- _Stated task_: According to the blog post on Factor's register allocator, when do values now have to be saved to the stack?

# Start of Provided passage

Thursday, July 09, 2009

Improvements to Factor's register allocator

For the last couple of months I've been working on some improvements to Factor's low-level optimizer and code generator. The major new change is that the control flow graph IR is now allowed to define registers that are used in more than one basic block. Previously, all values would be loaded from the data stack at the start of a basic block and stored to the stack at the end. Register allocation in this case is called local register allocation. Now the only time when values have to be saved to the stack is for subroutine calls. The part of the compiler most affected by this is of course the register allocator, because now it needs to do global register allocation.

I will describe the new optimizations in a future blog post and talk about global register allocation here. To help people who are learning Factor or are simply curious about what real Factor code looks like, I've inserted lots of links from this blog post to our online code repository browser.

Instead of rewriting the register allocator from scratch, I took a more incremental approach, gradually refactoring it to operate on the entire control flow graph instead of a basic block at a time. Generalizing the linear scan algorithm to do this is relatively straightforward, but there are some subtleties. Once again, I used Christian Wimmer's masters thesis as a guide, however this time around I implemented almost the entire algorithm described there, instead of the simplification to the local case.

First, recall some terminology: virtual registers are an abstraction of an ideal CPUs register file: there can be arbitrarily many of them, and each one is only ever assigned to once. The register allocator's job is to rewrite the program to use physical registers instead, possibly mapping a number of virtual registers to the same physical register, and inserting spills and reloads if there are insufficient physical registers to store all temporary values used by the program.

# End of Provided passage
# Start of Information supplied

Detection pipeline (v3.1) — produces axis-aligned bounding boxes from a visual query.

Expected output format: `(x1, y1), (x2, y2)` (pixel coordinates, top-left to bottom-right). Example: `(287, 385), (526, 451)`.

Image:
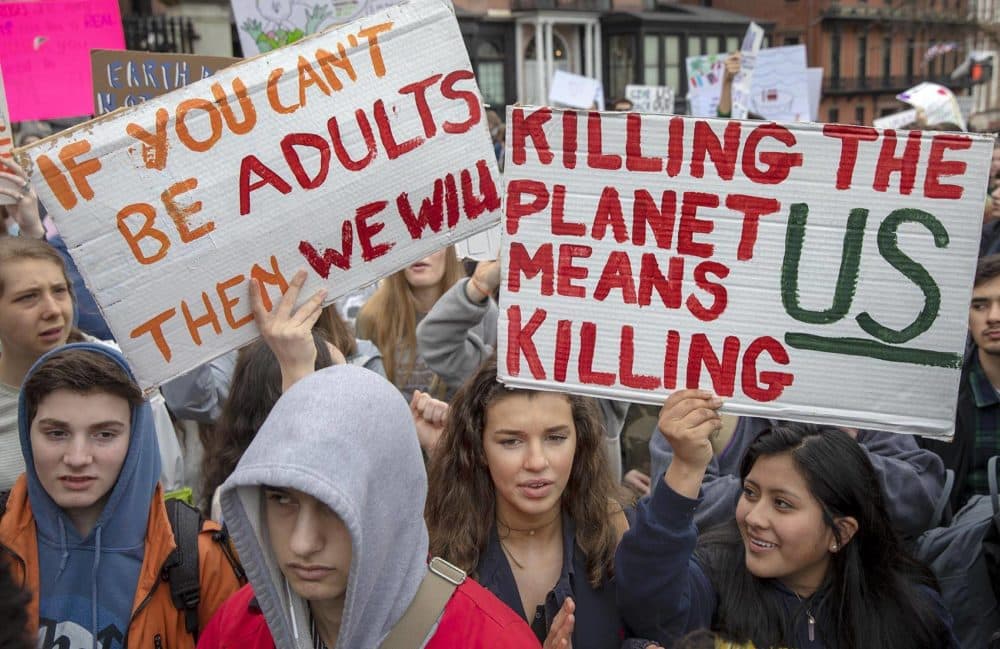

# End of Information supplied

- _Reply to the exercise_: Only for subroutine calls.